(Instructions to follow)
The expected output is exactly the lines below, starting at the line with "positive clicks: (437, 291)" and ending at the line with "box: [922, 2, 1000, 55]", both included; no other line belongs in it.

(Dataset entries)
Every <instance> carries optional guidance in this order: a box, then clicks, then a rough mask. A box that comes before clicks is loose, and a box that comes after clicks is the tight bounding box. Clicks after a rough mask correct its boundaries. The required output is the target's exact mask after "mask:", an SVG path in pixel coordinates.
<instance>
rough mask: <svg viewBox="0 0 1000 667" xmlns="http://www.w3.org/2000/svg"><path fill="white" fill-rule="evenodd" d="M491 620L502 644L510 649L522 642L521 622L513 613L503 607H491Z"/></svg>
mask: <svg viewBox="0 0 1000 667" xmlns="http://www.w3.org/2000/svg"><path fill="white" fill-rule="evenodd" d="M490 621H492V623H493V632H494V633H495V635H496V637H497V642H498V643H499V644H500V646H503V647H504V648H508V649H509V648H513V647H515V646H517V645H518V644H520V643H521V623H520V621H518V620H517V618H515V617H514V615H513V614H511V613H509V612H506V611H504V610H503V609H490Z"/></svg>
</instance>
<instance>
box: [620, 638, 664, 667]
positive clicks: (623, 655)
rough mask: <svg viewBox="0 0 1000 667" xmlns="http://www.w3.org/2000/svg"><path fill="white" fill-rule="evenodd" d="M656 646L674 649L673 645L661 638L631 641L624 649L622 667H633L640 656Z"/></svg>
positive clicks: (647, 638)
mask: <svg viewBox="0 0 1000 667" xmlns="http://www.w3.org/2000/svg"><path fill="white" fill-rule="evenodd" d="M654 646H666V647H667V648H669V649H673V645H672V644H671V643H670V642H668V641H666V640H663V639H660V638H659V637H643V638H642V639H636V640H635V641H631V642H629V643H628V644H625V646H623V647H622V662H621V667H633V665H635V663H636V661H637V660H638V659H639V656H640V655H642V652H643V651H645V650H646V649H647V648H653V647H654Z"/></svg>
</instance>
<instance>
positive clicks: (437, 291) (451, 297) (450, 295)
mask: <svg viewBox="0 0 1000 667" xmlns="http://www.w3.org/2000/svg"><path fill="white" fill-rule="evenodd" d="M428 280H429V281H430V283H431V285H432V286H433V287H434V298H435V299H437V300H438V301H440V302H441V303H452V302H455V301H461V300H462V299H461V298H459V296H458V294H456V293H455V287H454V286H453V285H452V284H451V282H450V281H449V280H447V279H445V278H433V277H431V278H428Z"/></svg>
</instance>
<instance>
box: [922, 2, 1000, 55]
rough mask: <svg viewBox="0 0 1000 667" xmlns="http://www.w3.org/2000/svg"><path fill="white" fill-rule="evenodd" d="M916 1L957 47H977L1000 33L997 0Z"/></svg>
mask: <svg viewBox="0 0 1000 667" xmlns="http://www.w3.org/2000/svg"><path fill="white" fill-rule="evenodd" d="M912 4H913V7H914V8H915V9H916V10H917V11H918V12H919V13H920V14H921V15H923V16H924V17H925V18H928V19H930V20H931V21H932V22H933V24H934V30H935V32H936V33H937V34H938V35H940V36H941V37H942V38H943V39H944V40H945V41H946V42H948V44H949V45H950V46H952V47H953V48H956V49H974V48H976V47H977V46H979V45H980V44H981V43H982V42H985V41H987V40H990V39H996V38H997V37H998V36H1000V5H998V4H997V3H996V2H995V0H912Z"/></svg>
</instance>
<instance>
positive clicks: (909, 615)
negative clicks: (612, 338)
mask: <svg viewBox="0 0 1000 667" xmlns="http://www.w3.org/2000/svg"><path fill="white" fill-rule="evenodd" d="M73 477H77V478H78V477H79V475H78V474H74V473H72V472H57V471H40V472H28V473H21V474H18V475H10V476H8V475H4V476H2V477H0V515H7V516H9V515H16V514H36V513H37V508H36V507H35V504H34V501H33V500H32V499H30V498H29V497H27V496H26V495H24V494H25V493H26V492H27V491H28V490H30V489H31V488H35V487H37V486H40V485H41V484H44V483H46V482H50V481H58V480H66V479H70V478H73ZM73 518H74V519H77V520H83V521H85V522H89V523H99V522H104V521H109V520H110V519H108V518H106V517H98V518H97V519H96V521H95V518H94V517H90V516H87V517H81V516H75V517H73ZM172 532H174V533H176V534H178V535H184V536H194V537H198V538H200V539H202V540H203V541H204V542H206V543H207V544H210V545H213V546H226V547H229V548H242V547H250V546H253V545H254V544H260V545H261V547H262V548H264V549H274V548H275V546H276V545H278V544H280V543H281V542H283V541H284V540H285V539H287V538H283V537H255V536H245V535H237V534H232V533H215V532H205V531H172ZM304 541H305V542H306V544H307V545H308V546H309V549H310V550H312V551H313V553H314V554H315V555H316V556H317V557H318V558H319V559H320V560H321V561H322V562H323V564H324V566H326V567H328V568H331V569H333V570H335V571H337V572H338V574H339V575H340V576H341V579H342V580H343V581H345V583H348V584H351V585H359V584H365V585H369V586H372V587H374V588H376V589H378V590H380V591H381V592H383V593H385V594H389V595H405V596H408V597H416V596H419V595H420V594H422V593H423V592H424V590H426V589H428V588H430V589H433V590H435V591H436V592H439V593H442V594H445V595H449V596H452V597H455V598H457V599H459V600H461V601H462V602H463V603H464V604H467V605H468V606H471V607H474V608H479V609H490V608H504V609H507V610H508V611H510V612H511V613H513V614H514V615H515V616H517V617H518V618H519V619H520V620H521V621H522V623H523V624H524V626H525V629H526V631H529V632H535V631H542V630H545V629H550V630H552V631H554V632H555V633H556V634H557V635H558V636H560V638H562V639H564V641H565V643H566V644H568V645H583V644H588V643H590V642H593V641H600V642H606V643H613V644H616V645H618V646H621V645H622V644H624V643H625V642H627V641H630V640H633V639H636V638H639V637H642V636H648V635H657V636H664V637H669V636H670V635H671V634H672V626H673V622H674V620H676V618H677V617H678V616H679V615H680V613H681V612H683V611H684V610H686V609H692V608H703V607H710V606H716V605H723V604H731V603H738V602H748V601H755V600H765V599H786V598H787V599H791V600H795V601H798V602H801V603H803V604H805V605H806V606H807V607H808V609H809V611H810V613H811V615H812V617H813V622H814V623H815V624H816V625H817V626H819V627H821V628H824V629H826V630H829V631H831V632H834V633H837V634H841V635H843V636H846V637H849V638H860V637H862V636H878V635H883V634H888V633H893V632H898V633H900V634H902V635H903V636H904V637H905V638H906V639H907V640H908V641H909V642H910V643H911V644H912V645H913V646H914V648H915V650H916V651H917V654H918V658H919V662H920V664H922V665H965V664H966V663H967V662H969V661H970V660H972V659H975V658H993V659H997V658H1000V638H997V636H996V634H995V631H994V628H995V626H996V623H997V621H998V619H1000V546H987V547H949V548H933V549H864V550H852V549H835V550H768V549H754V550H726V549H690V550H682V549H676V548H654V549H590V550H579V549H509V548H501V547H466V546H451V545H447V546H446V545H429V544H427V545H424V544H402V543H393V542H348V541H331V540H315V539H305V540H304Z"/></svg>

(Solution to this problem)
positive clicks: (437, 291) (451, 297) (450, 295)
mask: <svg viewBox="0 0 1000 667" xmlns="http://www.w3.org/2000/svg"><path fill="white" fill-rule="evenodd" d="M428 280H429V281H430V283H431V285H432V286H433V287H434V298H435V299H437V300H438V301H440V302H441V303H452V302H455V301H461V300H462V299H461V298H459V296H458V294H456V293H455V287H454V286H453V285H452V284H451V282H450V281H449V280H447V279H445V278H433V277H431V278H428Z"/></svg>
</instance>
<instance>
box: [922, 2, 1000, 55]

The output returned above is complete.